▶ **TASK GOAL**
Only the lines from the one containing "Target: yellow banner" to the end of the data are wanted; print them exactly as they appear.

[Dataset entries]
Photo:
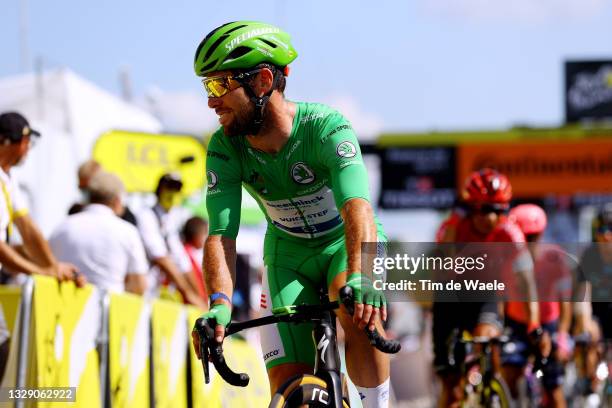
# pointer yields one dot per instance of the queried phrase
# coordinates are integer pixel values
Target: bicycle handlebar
(211, 350)
(382, 344)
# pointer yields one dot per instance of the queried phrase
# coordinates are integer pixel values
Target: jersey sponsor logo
(313, 116)
(302, 174)
(308, 216)
(257, 181)
(295, 146)
(259, 159)
(217, 155)
(336, 130)
(271, 354)
(349, 163)
(346, 150)
(212, 179)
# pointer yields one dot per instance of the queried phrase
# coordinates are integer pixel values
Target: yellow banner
(203, 395)
(140, 159)
(65, 324)
(10, 298)
(169, 324)
(129, 325)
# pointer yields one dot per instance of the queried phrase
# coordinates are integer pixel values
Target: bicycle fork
(327, 363)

▶ **RESULT BELOW**
Target: yellow banner
(203, 395)
(140, 159)
(65, 324)
(10, 298)
(169, 324)
(129, 325)
# pointer yields one dot per instance of the queried phrase
# coordinates are integer pixel values
Target: bicycle fork
(327, 363)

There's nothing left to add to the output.